Pointing dataset excerpts
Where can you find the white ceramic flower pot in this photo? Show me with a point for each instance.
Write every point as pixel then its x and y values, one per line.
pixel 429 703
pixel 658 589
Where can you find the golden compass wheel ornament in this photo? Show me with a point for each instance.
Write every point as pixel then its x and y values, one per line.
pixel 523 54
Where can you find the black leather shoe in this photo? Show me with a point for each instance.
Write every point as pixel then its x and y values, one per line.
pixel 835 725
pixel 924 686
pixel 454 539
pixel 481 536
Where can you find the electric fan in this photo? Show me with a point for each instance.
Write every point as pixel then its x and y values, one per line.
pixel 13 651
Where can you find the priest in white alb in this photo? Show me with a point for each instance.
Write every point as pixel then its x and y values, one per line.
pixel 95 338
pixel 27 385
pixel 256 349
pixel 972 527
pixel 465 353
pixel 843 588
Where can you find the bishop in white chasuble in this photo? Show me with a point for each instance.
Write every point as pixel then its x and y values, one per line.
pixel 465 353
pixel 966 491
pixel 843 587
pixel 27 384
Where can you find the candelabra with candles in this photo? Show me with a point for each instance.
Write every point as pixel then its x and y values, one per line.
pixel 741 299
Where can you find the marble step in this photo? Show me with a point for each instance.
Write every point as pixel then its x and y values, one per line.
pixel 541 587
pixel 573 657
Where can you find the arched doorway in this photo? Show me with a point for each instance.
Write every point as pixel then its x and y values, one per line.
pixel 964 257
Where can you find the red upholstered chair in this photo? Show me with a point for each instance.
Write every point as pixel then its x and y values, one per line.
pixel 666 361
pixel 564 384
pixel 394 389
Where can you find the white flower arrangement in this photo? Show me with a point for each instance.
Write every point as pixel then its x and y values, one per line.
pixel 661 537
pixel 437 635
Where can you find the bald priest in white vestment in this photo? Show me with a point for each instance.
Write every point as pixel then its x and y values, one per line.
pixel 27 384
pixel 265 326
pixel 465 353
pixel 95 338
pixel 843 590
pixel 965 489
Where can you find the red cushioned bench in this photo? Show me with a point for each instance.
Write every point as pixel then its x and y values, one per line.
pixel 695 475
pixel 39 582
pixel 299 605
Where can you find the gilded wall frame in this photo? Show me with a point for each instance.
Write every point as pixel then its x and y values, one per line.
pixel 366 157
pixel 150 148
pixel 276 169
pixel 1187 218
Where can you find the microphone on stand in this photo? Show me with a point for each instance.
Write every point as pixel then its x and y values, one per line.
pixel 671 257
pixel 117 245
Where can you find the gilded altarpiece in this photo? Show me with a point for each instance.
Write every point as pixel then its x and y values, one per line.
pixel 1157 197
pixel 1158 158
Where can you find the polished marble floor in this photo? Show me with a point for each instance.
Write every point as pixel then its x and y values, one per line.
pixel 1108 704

■ **Do this**: In the entries above, replace "Where can you find" with "Where is" and keep everything else unchanged.

■ **Reply to the exercise**:
Where is the white ceramic flower pot in this photo? Show me with a point for each instance.
Write every point as pixel then its x and y values, one per line.
pixel 429 703
pixel 658 589
Where is the golden compass wheel ornament in this photo? Show me with a point for each instance.
Write every point as pixel then its x and y values, one per line.
pixel 523 54
Where is the black leather shoe in this photo? Show me with a point for each instance.
Write every point as pixel then its x and y values, one per line.
pixel 835 725
pixel 924 686
pixel 454 539
pixel 481 536
Where is the electric fan in this photo? Show me with a point for each instance.
Write every point as pixel then its x and y values, one per line.
pixel 13 651
Where is the priest in white alb in this photo? Show me with a point for each instance.
Write every point as pixel then its x and y values, one per line.
pixel 95 338
pixel 27 385
pixel 256 349
pixel 972 527
pixel 465 353
pixel 843 588
Where is the bishop in white chasuble in this photo? Show me with a point for each instance.
Write every point as pixel then its x and y values, one per line.
pixel 465 353
pixel 966 491
pixel 843 587
pixel 27 384
Where is the candelabra with candles in this photo? Show me with a point for each instance.
Write every point as pixel then its x and y values, one per line.
pixel 741 299
Where is the marble step in this photo? Show me with a point for each instance.
Write every point as pixel then its x and y values, one per line.
pixel 541 587
pixel 573 657
Where is the arched doorway in this photo? Show me with a point for each instance.
Write every point as pixel then its x and y values, one per line.
pixel 964 257
Where is the red upholstered chair in this photo? Show me with a point for each instance.
Write every point as pixel then its x and y values, one per line.
pixel 666 361
pixel 564 384
pixel 394 389
Where is the white flower arrangement in this photo? Show me with a point for each instance.
Write every point as pixel then its x and y values, one per line.
pixel 661 537
pixel 437 635
Where is the bald priest in white vestment in this photo? Show me with a point for each instance.
Write every point as pixel then its x and y values, one per line.
pixel 27 384
pixel 265 326
pixel 465 353
pixel 95 338
pixel 843 590
pixel 965 489
Where is the red cushioned bench in this photo? Show me with a point for each instance.
Write every point as pixel then its x and y values, one per line.
pixel 695 475
pixel 39 582
pixel 299 605
Where is the gilded wall frame in this photo? Show me with a point for each instance.
Write every point as pixel then its x and y values, one per line.
pixel 366 157
pixel 150 148
pixel 276 169
pixel 1187 218
Where is the microphone on stand in this photo? Show me with a point for each instance.
Write every point as pixel then its x and y values, one per line.
pixel 671 257
pixel 117 245
Where is the gilded altarpiece in this photo? Show me with a point for each instance.
Write every point as pixel then its x and y values, one per line.
pixel 1157 197
pixel 1158 158
Where is the polished marble floor in this photo? Show me with a point for each instance.
Write every point as pixel then its x and y values, one per line.
pixel 1108 704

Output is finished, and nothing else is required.